> _Passage for review_
============================================================

Around a third of the U.S. population is obese, often with serious adverse health effects (Flegal et al., 2016). Although weight-related counseling by clinicians is effective in leading to weight loss by obese patients (Rueda-Clausen et al., 2014; Wadden et al., 2014; USPSTF, 2012), the weight-related counseling theme that patients most often say they need help with is using food as a coping mechanism (Rand K et al., 2017). Interpersonal themes mentioned frequently are being blamed and shamed by family or friends about weight and feeling criticized rather than supported by their health care providers. Unfortunately, a study found that patients with weight problems perceived that they received weight loss counseling far less often than their providers perceived they did (46% versus 92%) (Rose SA 2013). In other studies, patients struggling with their weight complained about the quality of weight-related interventions from their providers (Kaplan et al., 2015; Torti et al., 2017). It looks like there is room for improvement in clinician-patient communications about weight.
A study of barriers to initiating treatment for obesity, from the perspective of obese patients (n=43) and clinicians (n=23), found that both patients and clinicians understand that obesity is a combination of a disease and lifestyle, and that motivation is a major barrier to weight loss (Kaplan et al., 2015). But there are major differences between patients and clinicians with respect to their perceptions of other barriers to weight loss. Patients perceived each of the following as barriers to weight loss far more often than clinicians:
- Food habits (88% patients vs 38% clinicians)
- Challenges arising from social relationships (79% patients vs 38% clinicians)
- Feeling deprived while dieting (56% patients vs 8% clinicians)
Clinicians, on the other hand, were far more likely than patients to name a lack of patients’ understanding of how to lose weight as a barrier far more often than patients (58% vs. only 9%).
The majority of obese patients in the study (65%) considered obesity to be mainly a lifestyle problem and the majority of clinicians considered obesity to be mainly a disease (Kaplan et al., 2015). A potential reason for patients not being as aware of the disease aspect is that many people who are obese do not realize they have health problems that are related to their obesity:
- 75% of participants with obesity perceived themselves as “healthy”
- 75% of participants had obesity-related comorbid conditions
However, and most importantly, most obese individuals in this study would be motivated to lose weight if they developed health complications of their obesity.
The bottom line is that improving communications with patients about weight-related problems could potentially increase patient motivation to lose weight and turn the trend of the current obesity epidemic plaguing our country.
- Flegal KM, Kruszon-Moran D, Carroll MD, Fryar CD, Ogden CL. Trends in Obesity Among Adults in the United States, 2005 to 2014. JAMA. 2016; 315(21): 2284-2291
- Kaplan LE, Golden A, O’Neil P, et al. Divergence of patient and clinician perceptions of obesity and weight management. ACTION (Awareness, Care & Treatment In Obesity Management). October, 2015.
- Rand K et al. “It is not the diet; it is the mental part we need help with.” A multilevel analysis of psychological, emotional, and social well-being in obesity. Int J Qual Stud Health Well-being. 2017; 12(1):1306421. doi 10.1080/17482631.2017.1306421.
- Rose SA Screening and management of obesity and perception of weight status in Medicaid recipients. J Health Care Poor Underserved. 2013; 24(2 suppl): 34-46. doi: 10.1353/hpu.2013.0098
- Rueda-Clausen CF, Benterud E, Bond T, Olszowka R, Vallis MT, Sharma AM. Effect of implementing the 5As of Obesity Management framework on provider-patient interactions in primary care: 5As of obesity management in primary care. Clin Obes. 2014;4(1):39–44.
- Torti J, Luig T, Borowitz M, et al. The 5As team patient study: patient perspectives on the role of primary care in obesity management. BMC Fam Pract. 2017;18:19. doi:10.1186/s12875-017-0596-2.
- U.S. Preventive Services Task Force. Screening for and Management of Obesity in Adults: U.S. Preventive Services Task Force Recommendation Statement. AHRQ Publication No. 11-05159-EF-2. 2012.
- Wadden TA , Butryn ML , Hong PS. Behavioral treatment of obesity in patients encountered in primary care settings: a systematic review. JAMA. 2014; 312: 1779-1791.

============================================================

> _Saved entries_
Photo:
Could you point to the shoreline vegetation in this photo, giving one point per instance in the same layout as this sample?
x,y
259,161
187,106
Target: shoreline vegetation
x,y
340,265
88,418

============================================================

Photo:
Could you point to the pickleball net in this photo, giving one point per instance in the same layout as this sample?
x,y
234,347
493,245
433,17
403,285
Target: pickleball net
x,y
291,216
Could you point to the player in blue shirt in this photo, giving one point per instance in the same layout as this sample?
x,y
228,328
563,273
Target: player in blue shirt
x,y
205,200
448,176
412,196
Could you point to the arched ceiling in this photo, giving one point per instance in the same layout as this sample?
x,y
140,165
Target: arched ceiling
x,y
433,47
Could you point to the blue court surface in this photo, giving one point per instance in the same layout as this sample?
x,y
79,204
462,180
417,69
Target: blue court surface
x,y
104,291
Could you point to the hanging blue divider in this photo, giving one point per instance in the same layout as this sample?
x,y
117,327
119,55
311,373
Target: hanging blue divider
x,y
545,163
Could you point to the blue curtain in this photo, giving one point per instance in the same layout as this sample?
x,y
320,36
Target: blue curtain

============================================================

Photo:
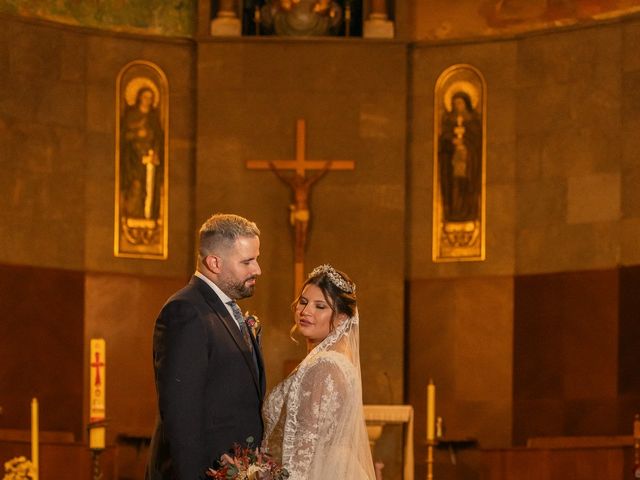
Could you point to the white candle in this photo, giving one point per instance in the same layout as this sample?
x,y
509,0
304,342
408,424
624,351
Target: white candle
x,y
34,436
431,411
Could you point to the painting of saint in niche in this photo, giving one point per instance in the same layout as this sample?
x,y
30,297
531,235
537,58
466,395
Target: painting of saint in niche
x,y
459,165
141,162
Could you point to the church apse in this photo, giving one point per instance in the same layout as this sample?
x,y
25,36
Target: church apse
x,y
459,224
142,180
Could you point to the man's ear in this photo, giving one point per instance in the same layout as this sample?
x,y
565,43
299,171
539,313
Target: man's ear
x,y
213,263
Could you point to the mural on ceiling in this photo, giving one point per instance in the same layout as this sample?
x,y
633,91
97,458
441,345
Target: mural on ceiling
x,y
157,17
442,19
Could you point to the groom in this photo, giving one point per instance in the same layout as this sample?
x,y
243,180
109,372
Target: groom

============================================================

> _Task requirements_
a) Output the portion of the passage on obesity and weight counseling that begins at the words "- Rose SA Screening" and stops after the words "No. 11-05159-EF-2. 2012.", copied word for word.
b) Answer these questions from the passage on obesity and weight counseling:
(i) About what share of the U.S. population is obese?
(ii) In the barrier study, what percentage of patients named feeling deprived while dieting as a barrier to weight loss?
(iii) What percentage of participants with obesity saw themselves as "healthy"?

> _Activity answers_
a)
- Rose SA Screening and management of obesity and perception of weight status in Medicaid recipients. J Health Care Poor Underserved. 2013; 24(2 suppl): 34-46. doi: 10.1353/hpu.2013.0098
- Rueda-Clausen CF, Benterud E, Bond T, Olszowka R, Vallis MT, Sharma AM. Effect of implementing the 5As of Obesity Management framework on provider-patient interactions in primary care: 5As of obesity management in primary care. Clin Obes. 2014;4(1):39–44.
- Torti J, Luig T, Borowitz M, et al. The 5As team patient study: patient perspectives on the role of primary care in obesity management. BMC Fam Pract. 2017;18:19. doi:10.1186/s12875-017-0596-2.
- U.S. Preventive Services Task Force. Screening for and Management of Obesity in Adults: U.S. Preventive Services Task Force Recommendation Statement. AHRQ Publication No. 11-05159-EF-2. 2012.

b)
(i) Around a third
(ii) 56%
(iii) 75%